## Aim
Quote the listing below verbatim, reproducing every line in its original order.

## Record excerpts
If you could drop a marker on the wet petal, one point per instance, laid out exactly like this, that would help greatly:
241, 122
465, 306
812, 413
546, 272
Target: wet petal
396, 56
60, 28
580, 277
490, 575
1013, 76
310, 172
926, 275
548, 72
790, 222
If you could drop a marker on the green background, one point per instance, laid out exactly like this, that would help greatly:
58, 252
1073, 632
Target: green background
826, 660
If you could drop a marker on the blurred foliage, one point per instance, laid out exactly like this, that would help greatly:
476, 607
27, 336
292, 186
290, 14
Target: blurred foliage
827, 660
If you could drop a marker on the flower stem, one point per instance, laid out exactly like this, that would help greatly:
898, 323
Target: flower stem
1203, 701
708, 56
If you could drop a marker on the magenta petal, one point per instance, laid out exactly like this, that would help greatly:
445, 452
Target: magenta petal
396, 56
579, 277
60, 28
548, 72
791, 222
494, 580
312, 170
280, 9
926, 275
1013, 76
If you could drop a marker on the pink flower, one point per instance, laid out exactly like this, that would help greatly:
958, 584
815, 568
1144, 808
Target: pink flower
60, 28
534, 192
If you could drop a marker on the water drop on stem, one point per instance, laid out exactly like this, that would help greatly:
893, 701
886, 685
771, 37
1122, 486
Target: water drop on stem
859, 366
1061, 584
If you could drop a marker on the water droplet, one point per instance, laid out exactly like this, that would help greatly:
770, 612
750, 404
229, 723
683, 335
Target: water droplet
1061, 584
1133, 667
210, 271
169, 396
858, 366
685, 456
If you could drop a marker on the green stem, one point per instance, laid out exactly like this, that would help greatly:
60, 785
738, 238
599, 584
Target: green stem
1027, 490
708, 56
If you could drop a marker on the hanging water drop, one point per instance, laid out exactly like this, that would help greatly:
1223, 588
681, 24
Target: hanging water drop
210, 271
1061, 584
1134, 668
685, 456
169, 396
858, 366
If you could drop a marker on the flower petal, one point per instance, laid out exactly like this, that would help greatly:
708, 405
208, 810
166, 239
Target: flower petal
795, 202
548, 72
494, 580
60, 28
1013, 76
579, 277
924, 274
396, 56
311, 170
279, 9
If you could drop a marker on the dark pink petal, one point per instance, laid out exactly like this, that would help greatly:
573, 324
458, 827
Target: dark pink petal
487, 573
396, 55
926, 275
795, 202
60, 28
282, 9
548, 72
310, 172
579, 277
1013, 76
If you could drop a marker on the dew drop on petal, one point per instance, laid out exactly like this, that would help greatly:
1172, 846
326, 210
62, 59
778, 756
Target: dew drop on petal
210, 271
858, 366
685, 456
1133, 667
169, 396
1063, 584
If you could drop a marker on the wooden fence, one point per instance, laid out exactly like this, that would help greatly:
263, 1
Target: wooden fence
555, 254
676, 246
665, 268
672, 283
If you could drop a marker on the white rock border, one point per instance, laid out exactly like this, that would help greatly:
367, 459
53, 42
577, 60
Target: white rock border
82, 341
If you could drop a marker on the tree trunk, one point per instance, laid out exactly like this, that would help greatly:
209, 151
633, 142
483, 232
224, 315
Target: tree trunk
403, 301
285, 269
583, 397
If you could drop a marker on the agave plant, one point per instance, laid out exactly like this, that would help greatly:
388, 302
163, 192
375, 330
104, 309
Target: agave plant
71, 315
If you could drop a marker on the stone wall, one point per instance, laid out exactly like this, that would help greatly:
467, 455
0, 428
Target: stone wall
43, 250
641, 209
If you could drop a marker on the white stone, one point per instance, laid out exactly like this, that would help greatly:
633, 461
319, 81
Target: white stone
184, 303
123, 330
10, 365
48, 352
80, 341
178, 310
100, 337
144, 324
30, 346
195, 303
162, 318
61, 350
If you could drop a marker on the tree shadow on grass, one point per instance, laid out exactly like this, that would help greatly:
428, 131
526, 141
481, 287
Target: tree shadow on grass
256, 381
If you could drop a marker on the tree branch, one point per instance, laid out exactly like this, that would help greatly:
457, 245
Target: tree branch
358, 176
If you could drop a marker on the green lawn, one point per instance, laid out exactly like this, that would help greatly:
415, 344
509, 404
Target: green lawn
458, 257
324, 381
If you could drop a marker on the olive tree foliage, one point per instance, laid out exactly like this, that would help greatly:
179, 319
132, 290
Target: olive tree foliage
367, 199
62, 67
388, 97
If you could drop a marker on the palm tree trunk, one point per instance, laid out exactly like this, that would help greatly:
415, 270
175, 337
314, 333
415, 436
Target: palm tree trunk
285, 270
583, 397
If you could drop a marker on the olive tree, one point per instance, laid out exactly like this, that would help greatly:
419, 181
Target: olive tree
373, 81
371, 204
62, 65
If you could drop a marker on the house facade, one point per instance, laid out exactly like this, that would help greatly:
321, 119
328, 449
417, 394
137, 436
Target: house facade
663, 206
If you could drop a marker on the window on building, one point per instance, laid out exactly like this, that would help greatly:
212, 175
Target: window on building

## Reply to the task
If you could drop a marker on the wet petal, one point per instance, laid out exactly like this, that would help greatly:
241, 122
465, 306
812, 413
546, 272
Target: wet petal
396, 56
60, 28
580, 277
490, 575
1013, 76
310, 172
926, 275
548, 72
790, 222
If you could drop a marker on the green background, one point per instance, laid out exactly like this, that would help greatly:
58, 252
1073, 632
Target: green background
826, 660
If you could drop a marker on the blurred foliage, one point per instance, laid out exactly like this, that would help greatly:
476, 607
27, 336
292, 186
290, 14
Target: blurred foliage
827, 660
If you could drop a marker on the flower stem, one point per instance, laid out exactly like this, that would help greatly:
898, 323
Target: flower stem
1203, 701
708, 56
If you could drop a marker on the magenta petal, one point per instance, laid out exactly like this, that would help greatly:
445, 452
Target: magenta petal
396, 56
579, 277
60, 28
548, 72
791, 222
494, 580
312, 170
280, 9
926, 275
1013, 76
If you could drop a marker on the pink flower, one point per instance, laid out exactly like this, that would help greatly:
958, 584
815, 568
1144, 808
Target: pink flower
60, 28
534, 192
If you could drop a marker on the water drop on stem, one point per instance, laid out exactly like this, that would help greatly:
893, 701
886, 685
771, 37
1122, 486
Target: water drop on stem
859, 366
1061, 584
If you could drop a marker on the water droplet, one point per instance, laid out exactly like this, that would help greatly:
770, 612
750, 404
229, 723
683, 335
Target: water droplet
1061, 584
1133, 667
210, 271
169, 396
858, 366
685, 456
If you could drop a marker on the green stem, one point per instance, laid out exactly like this, that would help greatly:
60, 785
738, 238
599, 584
Target: green stem
1027, 490
708, 56
If you could drop a marker on the hanging water drop, one point per instance, laid out exactly like this, that would help greatly:
1223, 588
681, 24
Target: hanging water drop
210, 271
1061, 584
1134, 668
685, 456
169, 396
858, 366
If you could drop a marker on the flower petal, one point per instance, laid out exactly like this, that would help greatly:
708, 405
208, 810
166, 239
Target: flower petal
795, 202
548, 72
494, 580
60, 28
1013, 76
579, 277
924, 274
396, 56
311, 170
279, 9
If you could drop a marker on the dark pink petal, one point per instance, laid out exactly like this, that would help greatly:
573, 324
458, 827
Target: dark pink petal
487, 573
396, 55
926, 275
795, 202
60, 28
282, 9
548, 72
310, 172
579, 277
1013, 76
If you could drop a marker on the dew drop on petal, one point per instance, laid out exactly like this, that would help greatly:
1172, 846
326, 210
62, 59
778, 756
Target: dew drop on petal
210, 271
858, 366
685, 456
1133, 667
169, 396
1063, 584
If you could drop a marker on the wooden fence, one point per instance, laid out exactly like this, that would help greatly:
263, 1
Target: wooden fence
555, 254
676, 246
665, 268
672, 283
If you could drop a marker on the white rock border, one point per instance, laid out exactly like this, that would help greatly:
367, 459
53, 42
577, 60
Target: white rock border
82, 341
If you could drop a marker on the tree trunk, one point per instance, laid out exactly like this, that would help greatly:
209, 151
633, 142
483, 232
224, 315
Target: tree trunk
403, 301
285, 269
583, 397
If you could drop a marker on the agave plant, one point per instance, laid out exactly like this, that would help greatly:
388, 302
163, 192
375, 330
104, 309
Target: agave plant
71, 315
If you could drop a marker on the stone wall, one point per instance, laid out exactly like this, that would help greatly:
467, 455
0, 428
Target: stone wall
43, 250
641, 209
If you could drop a marker on the white stone, one point per instance, laid out exactly like this, that would help greatly:
633, 461
319, 81
Target: white stone
184, 303
123, 330
10, 365
48, 352
80, 341
178, 310
100, 337
144, 324
30, 346
195, 303
162, 318
61, 350
If you could drop a marker on the tree shadow on grass, one point per instance, laid out exactly like this, that would help greatly:
428, 131
526, 141
481, 287
Target: tree shadow on grass
256, 381
If you could drop a marker on the tree branch, one point per instance, laid out exactly like this, that would help greatly:
457, 245
Target: tree branch
358, 176
If you could drop a marker on the green lawn, one point per instance, laid out exactly like this, that would help greatly:
415, 344
509, 404
Target: green lawn
458, 257
324, 381
If you could drop a marker on the olive tree foliage, one point per instance, laid out exactly like this, that would help greatly:
179, 319
132, 290
Target: olive tree foliage
367, 199
62, 67
388, 97
If you could drop a marker on the palm tree trunk, one point per instance, laid out exactly like this, that would help greatly:
415, 270
175, 337
314, 333
415, 436
Target: palm tree trunk
285, 270
583, 397
If you could drop a marker on the olive tree, one point per instance, laid out exactly like this, that would help greatly:
419, 181
Target: olive tree
373, 81
371, 204
62, 65
If you could drop a marker on the house facade, one point per instance, laid out exactly like this, that would help greatly:
321, 119
328, 449
417, 394
137, 436
Target: house facade
663, 206
If you could drop a marker on the window on building, one point per instance, laid out exactly like this, that would help greatly:
212, 175
Target: window on building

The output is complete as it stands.